*TO DO*: Rewrite the records starting at the line that contains "right hand in the histology slide image provided." and ending at the line that contains "[392,240,639,554]", keeping every line, request lines included. Add 50 to each bounding box coordinate.

[Items from a dataset]
- - - - -

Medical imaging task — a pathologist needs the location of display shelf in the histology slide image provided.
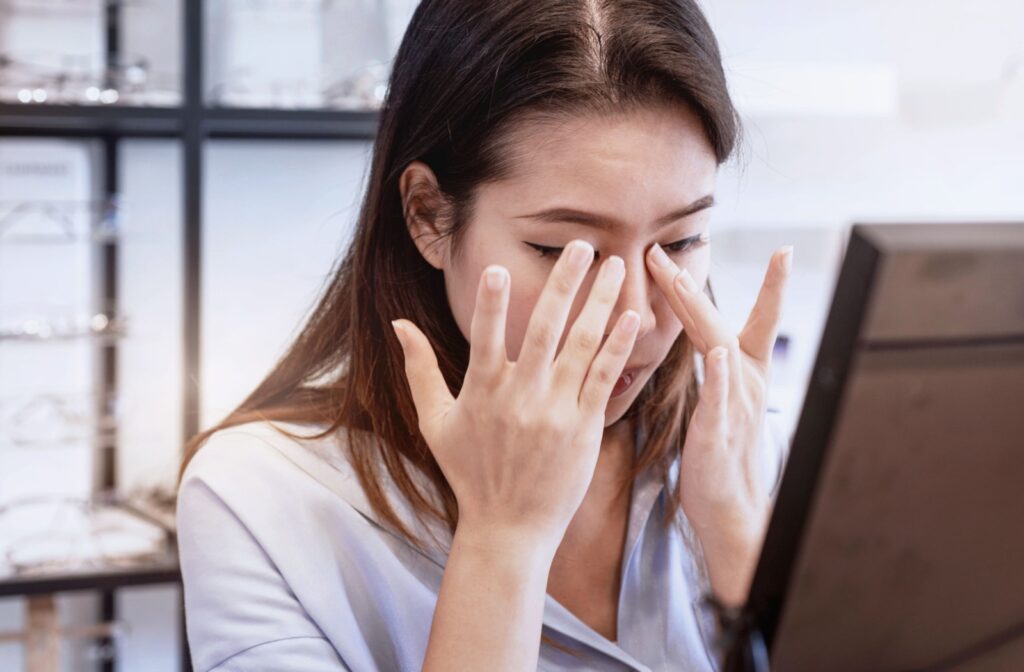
[0,102,181,137]
[0,544,181,597]
[0,103,379,139]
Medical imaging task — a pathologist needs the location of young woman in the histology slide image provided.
[178,0,791,671]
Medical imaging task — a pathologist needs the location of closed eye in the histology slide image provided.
[523,233,711,259]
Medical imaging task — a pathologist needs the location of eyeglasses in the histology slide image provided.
[0,392,120,449]
[0,496,169,576]
[0,312,128,342]
[0,50,181,106]
[0,195,124,245]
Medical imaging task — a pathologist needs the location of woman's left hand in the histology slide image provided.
[647,246,793,605]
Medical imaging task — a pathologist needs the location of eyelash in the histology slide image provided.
[523,234,703,259]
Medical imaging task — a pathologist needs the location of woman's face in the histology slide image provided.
[402,107,718,426]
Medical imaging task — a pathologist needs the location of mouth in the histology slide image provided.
[611,367,646,396]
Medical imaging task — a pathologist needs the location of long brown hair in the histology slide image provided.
[181,0,739,585]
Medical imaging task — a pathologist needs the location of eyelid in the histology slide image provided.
[523,232,711,258]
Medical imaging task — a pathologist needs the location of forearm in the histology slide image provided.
[701,506,767,606]
[423,530,554,671]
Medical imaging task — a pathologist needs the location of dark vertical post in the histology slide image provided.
[97,2,121,672]
[179,0,204,671]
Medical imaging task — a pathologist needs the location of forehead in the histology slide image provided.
[479,106,718,225]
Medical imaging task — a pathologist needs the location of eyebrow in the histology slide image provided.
[513,194,715,230]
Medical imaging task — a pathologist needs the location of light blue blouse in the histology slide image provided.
[177,416,785,672]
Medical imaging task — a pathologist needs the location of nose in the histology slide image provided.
[606,252,657,342]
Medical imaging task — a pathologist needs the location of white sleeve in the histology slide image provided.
[177,472,349,672]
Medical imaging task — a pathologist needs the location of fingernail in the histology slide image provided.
[487,268,506,291]
[569,241,594,268]
[676,268,698,294]
[782,245,793,271]
[650,243,671,267]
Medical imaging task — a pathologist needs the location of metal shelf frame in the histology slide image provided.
[0,0,379,672]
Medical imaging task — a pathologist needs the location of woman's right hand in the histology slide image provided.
[392,240,639,554]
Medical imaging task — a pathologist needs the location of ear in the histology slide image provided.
[398,161,449,270]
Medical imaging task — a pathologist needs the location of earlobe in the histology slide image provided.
[398,161,447,270]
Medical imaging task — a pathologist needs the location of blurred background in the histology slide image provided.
[0,0,1024,671]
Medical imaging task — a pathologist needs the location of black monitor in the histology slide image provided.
[724,223,1024,672]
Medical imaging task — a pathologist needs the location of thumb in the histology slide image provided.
[391,320,455,444]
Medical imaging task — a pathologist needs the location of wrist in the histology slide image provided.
[452,520,561,574]
[701,516,763,607]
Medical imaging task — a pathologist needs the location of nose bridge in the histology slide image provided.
[608,252,657,334]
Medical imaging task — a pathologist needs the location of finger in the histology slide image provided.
[693,346,730,444]
[739,246,793,364]
[580,310,640,414]
[391,320,455,444]
[677,297,708,354]
[647,243,708,346]
[672,268,736,351]
[555,256,626,394]
[647,243,732,354]
[466,265,510,384]
[516,240,594,380]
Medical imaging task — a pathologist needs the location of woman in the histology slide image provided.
[178,0,791,671]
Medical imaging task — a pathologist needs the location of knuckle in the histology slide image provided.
[571,327,601,353]
[528,322,558,349]
[594,367,618,385]
[551,272,575,296]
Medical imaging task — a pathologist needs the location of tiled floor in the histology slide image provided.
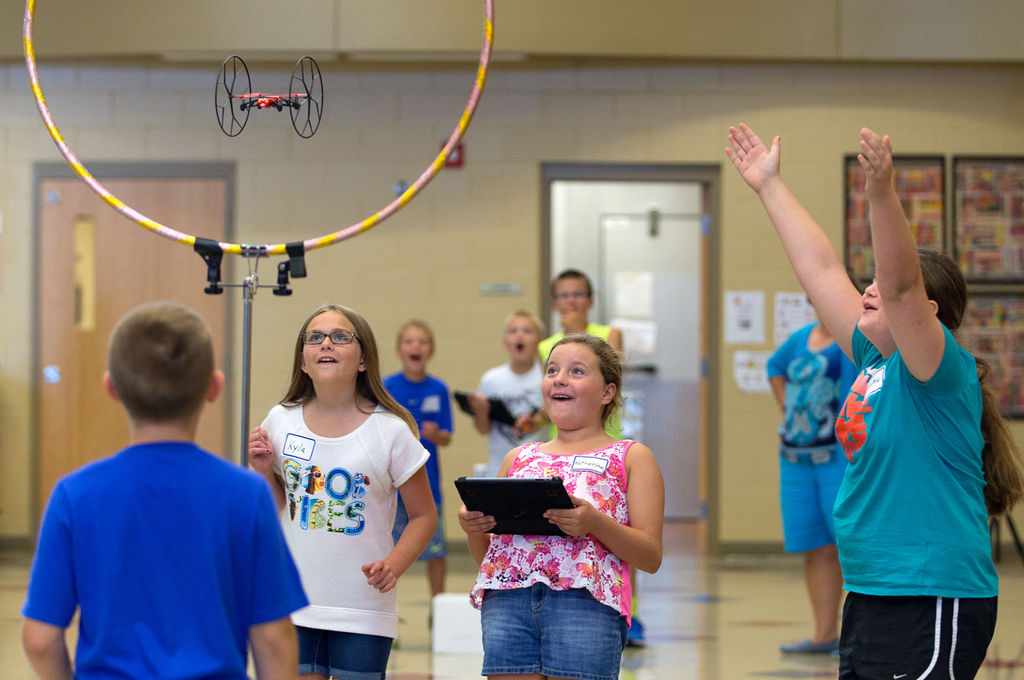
[0,523,1024,680]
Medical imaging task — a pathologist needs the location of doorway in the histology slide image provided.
[543,164,718,520]
[33,164,233,525]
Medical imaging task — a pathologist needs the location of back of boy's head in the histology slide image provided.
[551,269,594,297]
[106,302,213,422]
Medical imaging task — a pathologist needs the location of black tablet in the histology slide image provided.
[453,390,515,426]
[455,477,573,536]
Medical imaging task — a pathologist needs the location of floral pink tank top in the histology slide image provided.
[470,440,633,623]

- - - - -

*IN RESPONSE*:
Medical imaging task — a pathologist needs the location of woman's right hand in the histology slide image provided.
[442,290,689,604]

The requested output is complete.